El asesino del Zodiaco, ese fuera de campo que no se consiguió visibilizar, por lo tanto, dominar, no es sino la avería del proyector de la vida: el símbolo con el que firma Zodiac. Además de estar relacionado con el tiempo, la marca de un reloj, es un icono en los fragmentos del celuloide de cuenta atrás antes de comenzar la proyección. Por eso, el núcleo narrativo, el corazón de las tinieblas, reside en la secuencia en la que Graysmith visita a un proyeccionista que también, curiosamente, diseñaba carteles, dedicación creativa pareja a la de Graysmith (¿buscar a Zodiac no es encontrarse a sí mismo, al propio lado siniestro?): la atmósfera se va impregnando de un opresivo desasosiego con lo sugerido, con lo no visible y lo difuso, en especial cuando descienden al sótano: los ruidos en el entarimado que hacen preguntar a Graysmith si hay alguien en el piso de arriba; Las sombras oscuras sobre los ojos del proyeccionista. Zodiac es la quemadura en el celuloide de una sociedad que no puede disimular con las distancias de su pirotecnia (el plano aéreo con el que comienza la película) las fisuras que evidencian sus heridas, cuando aproximas la mirada (el plano final de un rostro, uno de los escasos supervivientes, que sí vio el rostro del asesino).

REGISTROS DE DATOS |

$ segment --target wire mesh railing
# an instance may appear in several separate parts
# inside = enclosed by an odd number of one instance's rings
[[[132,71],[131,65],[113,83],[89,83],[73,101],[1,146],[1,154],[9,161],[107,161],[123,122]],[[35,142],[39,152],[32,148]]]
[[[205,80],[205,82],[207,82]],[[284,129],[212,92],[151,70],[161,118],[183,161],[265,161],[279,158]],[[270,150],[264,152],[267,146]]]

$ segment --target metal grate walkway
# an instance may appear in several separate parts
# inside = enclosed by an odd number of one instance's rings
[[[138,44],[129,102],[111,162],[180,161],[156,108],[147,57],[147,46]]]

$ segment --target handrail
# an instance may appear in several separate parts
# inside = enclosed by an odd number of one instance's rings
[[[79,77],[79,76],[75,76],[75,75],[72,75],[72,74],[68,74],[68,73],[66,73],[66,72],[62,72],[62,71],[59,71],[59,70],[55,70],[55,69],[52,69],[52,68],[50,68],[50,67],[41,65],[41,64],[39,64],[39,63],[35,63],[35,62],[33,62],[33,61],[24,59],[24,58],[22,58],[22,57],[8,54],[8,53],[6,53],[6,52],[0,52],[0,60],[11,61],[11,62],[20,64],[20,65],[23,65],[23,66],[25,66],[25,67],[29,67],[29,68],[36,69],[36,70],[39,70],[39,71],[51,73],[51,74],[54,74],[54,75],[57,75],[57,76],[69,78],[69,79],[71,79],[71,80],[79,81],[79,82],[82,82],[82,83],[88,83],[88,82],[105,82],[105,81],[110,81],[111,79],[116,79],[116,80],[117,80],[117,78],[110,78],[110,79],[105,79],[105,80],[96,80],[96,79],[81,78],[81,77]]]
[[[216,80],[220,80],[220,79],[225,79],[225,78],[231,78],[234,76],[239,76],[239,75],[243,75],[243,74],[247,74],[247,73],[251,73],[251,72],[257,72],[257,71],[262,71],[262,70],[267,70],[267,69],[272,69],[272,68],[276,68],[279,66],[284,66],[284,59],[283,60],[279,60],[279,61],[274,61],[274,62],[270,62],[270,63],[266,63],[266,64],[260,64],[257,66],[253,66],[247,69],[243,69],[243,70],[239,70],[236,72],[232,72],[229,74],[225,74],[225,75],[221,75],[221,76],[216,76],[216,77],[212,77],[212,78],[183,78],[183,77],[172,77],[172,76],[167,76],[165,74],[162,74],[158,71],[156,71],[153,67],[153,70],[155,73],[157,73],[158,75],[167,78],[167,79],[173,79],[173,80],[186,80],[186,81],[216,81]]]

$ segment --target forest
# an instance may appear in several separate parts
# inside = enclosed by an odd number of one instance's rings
==
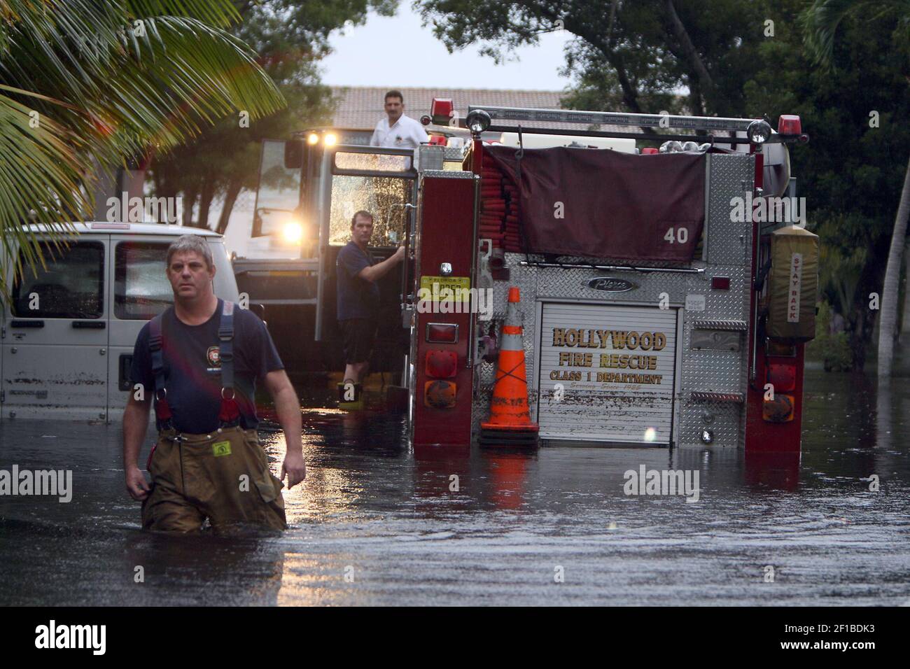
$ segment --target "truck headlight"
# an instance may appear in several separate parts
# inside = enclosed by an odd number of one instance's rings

OBJETIVOS |
(a) Resume en dos oraciones el texto sobre la película Zodiac.
(b) Haz una lista de todos los personajes de la película que aparecen en el texto sobre la película Zodiac.
Básate únicamente en el texto para responder.

RESULTADOS FINALES |
(a) El texto ve al asesino del Zodiaco como la avería del proyector de la vida, porque su símbolo, además de estar relacionado con el tiempo, es un icono de la cuenta atrás del celuloide antes de la proyección. Pone el corazón de la historia en la visita de Graysmith a un proyeccionista que también diseñaba carteles, una escena cargada de desasosiego, y presenta a Zodiac como la quemadura en el celuloide de una sociedad que no puede ocultar sus heridas.

(b)
- El asesino del Zodiaco (Zodiac)
- Graysmith
- El proyeccionista que también diseñaba carteles
- Uno de los escasos supervivientes, que vio el rostro del asesino